-- Start Supplied data --
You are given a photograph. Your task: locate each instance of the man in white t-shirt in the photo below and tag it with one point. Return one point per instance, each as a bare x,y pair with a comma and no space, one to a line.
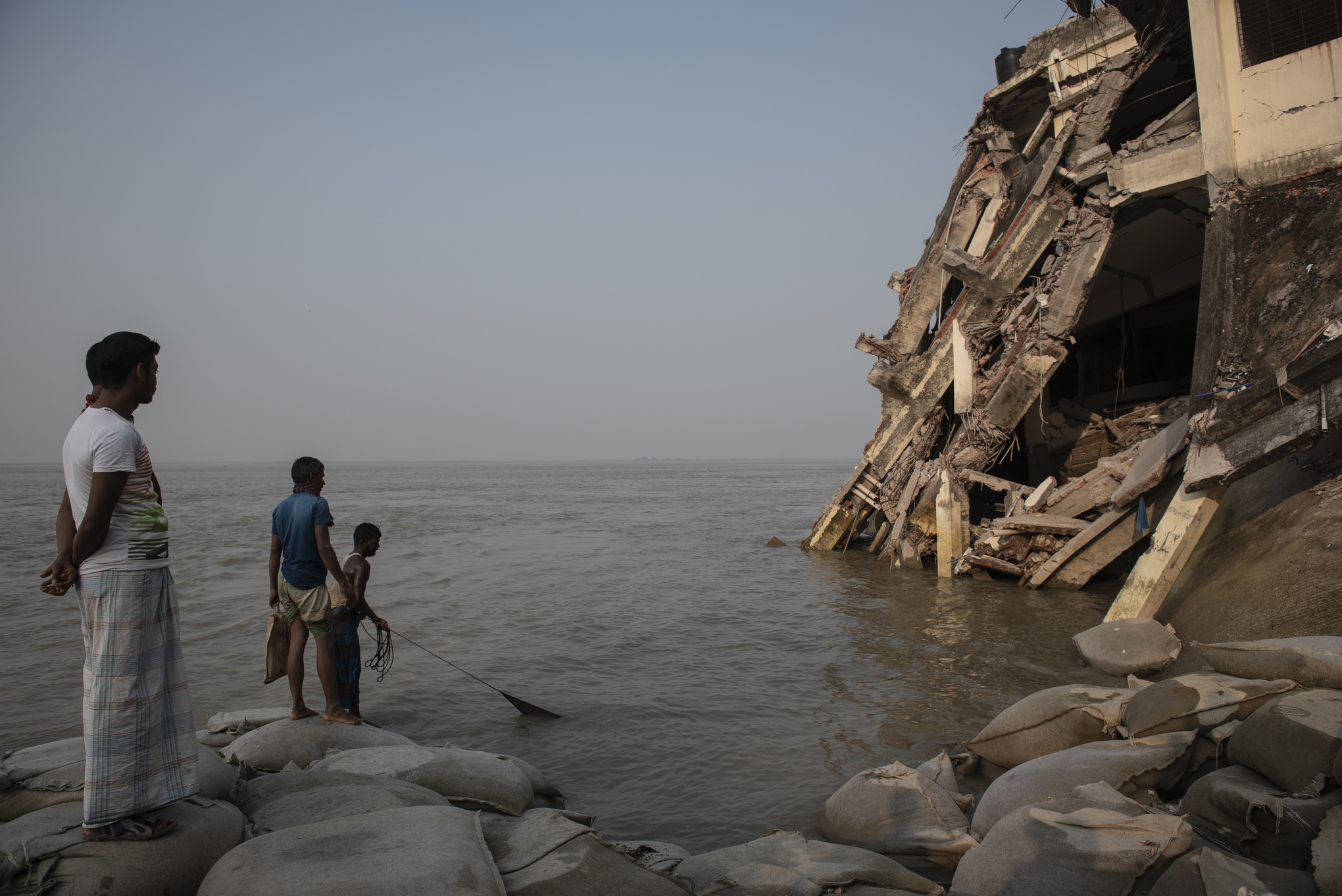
112,547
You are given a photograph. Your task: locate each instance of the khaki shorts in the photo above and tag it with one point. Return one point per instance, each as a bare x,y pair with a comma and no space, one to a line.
312,604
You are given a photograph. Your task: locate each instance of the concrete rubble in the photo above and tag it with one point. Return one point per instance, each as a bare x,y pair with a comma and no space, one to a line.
1116,316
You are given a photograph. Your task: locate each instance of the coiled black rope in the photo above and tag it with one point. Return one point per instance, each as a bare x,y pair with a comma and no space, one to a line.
385,653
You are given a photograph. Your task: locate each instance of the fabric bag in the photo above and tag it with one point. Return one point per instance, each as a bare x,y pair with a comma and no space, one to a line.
277,647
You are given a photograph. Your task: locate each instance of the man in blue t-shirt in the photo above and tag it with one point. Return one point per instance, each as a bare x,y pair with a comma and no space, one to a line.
301,555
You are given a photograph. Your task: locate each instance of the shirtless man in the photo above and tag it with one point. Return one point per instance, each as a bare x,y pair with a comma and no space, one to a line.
357,569
301,555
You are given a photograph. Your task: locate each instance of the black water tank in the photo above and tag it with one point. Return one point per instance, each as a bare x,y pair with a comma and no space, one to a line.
1008,63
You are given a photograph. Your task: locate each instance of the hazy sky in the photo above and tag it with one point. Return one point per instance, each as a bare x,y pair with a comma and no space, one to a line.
490,231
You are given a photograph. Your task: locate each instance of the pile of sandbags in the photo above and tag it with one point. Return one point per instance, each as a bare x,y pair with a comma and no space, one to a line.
53,773
293,799
1129,766
45,851
1129,647
548,852
1247,813
1206,872
1050,720
1293,741
419,849
1094,841
466,777
226,728
1197,702
304,742
1310,662
897,810
787,863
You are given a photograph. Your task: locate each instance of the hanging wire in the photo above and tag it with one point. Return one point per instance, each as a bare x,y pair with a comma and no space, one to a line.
385,653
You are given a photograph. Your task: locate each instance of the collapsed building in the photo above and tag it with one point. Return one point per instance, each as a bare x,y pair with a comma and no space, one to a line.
1126,306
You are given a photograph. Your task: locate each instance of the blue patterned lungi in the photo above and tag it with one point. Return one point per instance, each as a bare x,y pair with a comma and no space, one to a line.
348,666
140,734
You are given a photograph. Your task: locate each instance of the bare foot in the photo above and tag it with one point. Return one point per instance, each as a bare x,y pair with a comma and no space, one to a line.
341,715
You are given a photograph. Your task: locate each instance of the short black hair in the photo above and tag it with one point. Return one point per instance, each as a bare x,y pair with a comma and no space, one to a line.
109,362
305,468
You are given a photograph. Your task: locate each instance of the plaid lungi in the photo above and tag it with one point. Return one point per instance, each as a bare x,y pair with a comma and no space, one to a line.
347,663
140,734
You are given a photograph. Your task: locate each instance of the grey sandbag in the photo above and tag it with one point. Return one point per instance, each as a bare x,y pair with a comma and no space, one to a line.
1293,739
304,742
46,849
410,852
216,741
1197,702
822,864
943,770
291,799
1126,647
37,784
539,785
1070,847
238,722
481,780
1206,872
1050,720
1245,812
655,855
1129,766
897,809
584,867
1310,662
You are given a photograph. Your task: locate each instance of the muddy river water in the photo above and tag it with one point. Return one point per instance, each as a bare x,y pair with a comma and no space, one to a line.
713,688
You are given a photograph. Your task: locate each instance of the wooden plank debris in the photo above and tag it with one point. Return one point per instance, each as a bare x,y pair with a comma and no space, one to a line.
1042,524
1172,545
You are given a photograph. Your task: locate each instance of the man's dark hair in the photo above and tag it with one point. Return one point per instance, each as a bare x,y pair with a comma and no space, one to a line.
305,468
91,365
109,362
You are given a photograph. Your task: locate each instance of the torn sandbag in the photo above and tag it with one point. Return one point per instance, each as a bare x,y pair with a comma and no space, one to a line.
588,866
293,799
1310,662
1206,755
1293,739
304,742
477,780
1129,766
64,784
1326,853
517,843
941,769
1197,702
46,852
823,864
1247,813
1125,647
412,851
1206,872
1070,847
238,722
653,853
1050,720
895,809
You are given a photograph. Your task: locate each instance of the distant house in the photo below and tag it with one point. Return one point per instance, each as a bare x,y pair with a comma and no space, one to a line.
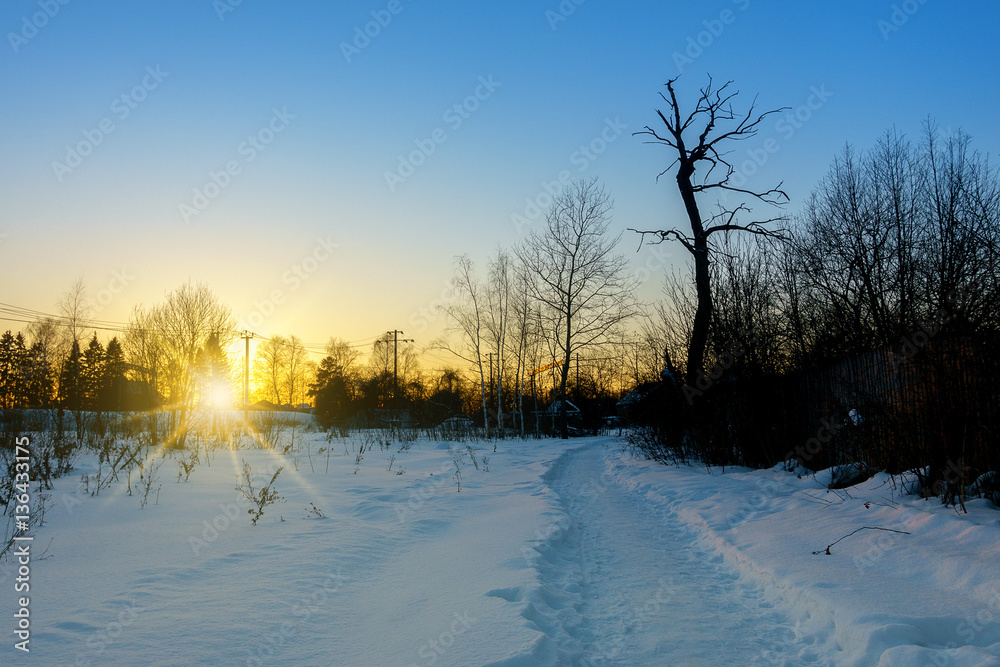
571,410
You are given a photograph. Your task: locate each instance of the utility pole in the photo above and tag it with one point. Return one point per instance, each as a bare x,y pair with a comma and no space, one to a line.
247,335
395,364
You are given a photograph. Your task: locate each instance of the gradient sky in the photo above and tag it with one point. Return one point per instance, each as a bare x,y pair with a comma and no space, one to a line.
201,77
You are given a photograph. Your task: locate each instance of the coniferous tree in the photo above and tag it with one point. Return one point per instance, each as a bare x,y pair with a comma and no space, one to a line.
92,374
113,377
70,381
-- End Supplied data --
Goal
Every line of the material is to be quoted exactly, with no pictures carried over.

Written answer
You are given a photograph. Your task: locate each instance of the man in white t-shirt in the photo below and tag it with one point. Return one point per instance, each as a bare x,y pair with a comma and no space, one to a line.
112,547
You are given a photograph. Your task: locate each instance of the khaki shorts in the photo above and tag it with one point. Return one point per instance, each as a bare x,y pair with a comma and no space, one to a line.
312,604
You are given a photograph. Your task: locate each instance of the concrete rubble in the photo above and tag it with one point. Return one point per instance, each as a bare x,y pair with a comma and no space, one to a line.
1116,316
You are given a photograph. Your task: locate each instance of the coiled black rope in the photo above and tag it with one point. Return one point per instance, each as a bare x,y pair with a comma and no space, one to a line.
385,653
You are given a photograph. Your task: locate each instance of the fabric bag in the photo above and tag it with one point. Return one point per instance, each as a bare x,y pair with a comma and no space, one to a line.
277,647
You are given a photograph. Your task: locate each instance of the man in blue t-shirt in the photo above and tag it with one point. Return one point per instance, each as a bare x,y pair with a comma and no space, one to a line.
301,555
You are given a photograph. Your task: locate each instance of the shirtless man in the photo above and tag it with one point. Return one point per instance, each as a bare x,y pair with a comma and no space, one to a line.
357,569
301,555
You are given a photograph. Your task: locate each instance of the black water tank in the photo above and tag it with one point. Return one point per instance, each as a bare x,y pair with a comma and no space, one to a line.
1008,63
You are given a photograph. Your task: locate each instance of the hazy sky in the photo above and tag it with one point. Return one point per instance, each as a bare x,y pair with a comma and no space, one to a line.
490,231
You are given a photograph. Your task: locate each instance of the pile of sandbags in the photo above and tag it with one point. Return one point per instance, each as a bare x,y pair with a comma and no space, one to a line.
53,773
293,799
1129,766
45,851
1129,647
548,852
1247,813
1206,872
1050,720
1293,741
419,849
1094,841
466,777
226,728
1197,702
304,742
1310,662
897,810
787,863
You are given a photograph. Your task: locate each instance of the hanging wire in the photo above and tag it with one point. Return one point per instance, each as a bare x,y pair with a comma and no space, one to a line.
385,653
You are given a photograph. Your task: locate each instance of the collapsed building in the photo above and tag it with one point. Return one point per instance, each as a bare x,y pair with a comma and no space, one to a line.
1126,306
You are given a photograph. Your task: locate each instance of the blue patterned lungi in the photo above and tag it with one point. Return one point per instance, each as a bare x,y pair with a comma and no space, one to a line.
348,666
140,734
You are given a photograph. Your task: locate each instance of the bare foot in the photo above and tag it with one point. Return one point per instance, each as a bare x,y pair with a comma and no space, one to a line.
341,715
You are given a photograph. Your task: locate each instance of the short black hair in the photo above and tag it with one point. Return one point per instance, each as a bare x,y pair with a comma and no space, one to a line.
109,362
305,468
You are given a photograph. Your task: locate each instance of the plaid lungi in the photo above and tag it with one point. Return one point per instance, each as a bare x,y pair with a comma and no space, one to a line.
347,663
140,734
You are given a photograph. Your task: locate each instance of the grey sandbag in the photo above and tag it with one point. Return one point per instance, each as a bare x,y pair with a comma and no space, one to a line.
1293,739
304,742
46,849
410,852
216,741
1197,702
822,864
943,770
291,799
1126,647
37,784
539,785
1070,847
238,722
481,780
1206,872
1050,720
1245,812
655,855
1129,766
897,809
584,867
1310,662
You are given a photograph. Your task: locate each instance of the muddy river water in the photo above and tag it with one point. Return one point per instance, each as a bare x,y pair with a comma and no space, one to a line.
713,688
You are given a photograph. Your task: locate each instance of the wooden plank debris in the photo above and tag it with one point. Return one point per instance, each as a bare x,y pair with a comma and no space, one to a line.
1042,524
1172,545
You are given a photograph. Your task: locate each instance of the man's dark hair in the photo above and tag it with one point. Return one point per instance, each as a bare x,y pair with a comma and no space, one to a line.
305,468
91,365
109,362
You are given a photograph. Your task: locate each instance of the torn sandbag in the photo above and tag it with one point. Return one point per instance, each as a bare x,y pair with a comma and no space, one to a line.
588,866
293,799
1310,662
1206,755
1293,739
304,742
477,780
1129,766
64,784
1326,853
517,843
941,769
1197,702
46,852
823,864
1247,813
1125,647
412,851
1206,872
1070,847
238,722
653,853
1050,720
895,809
You are given a photograph. Your task: locate each instance of the distant house in the photo below and tag it with one point. Return one point per instance, each as a bare x,y pair with a comma and no space, one to a line.
571,410
You are given a photograph. Your task: locate each instance of the utility pole in the photo above and tag it with one point. Return one point per instance, each as a bare x,y pair with a comma and no space, one to a line.
247,335
395,364
You are given a photograph. Your task: locate each instance of the gradient sky in the photo above and tag it with one point. Return one point per instance, each as a bare x,y pair with a comma and no space, one to a line.
201,77
You are given a photograph. Your task: locate each instance of the coniferous tree in the photo above and tag it with one point. Return one point per instance, each as a bare x,y pair with a comma and no space, one to a line.
92,374
113,377
70,381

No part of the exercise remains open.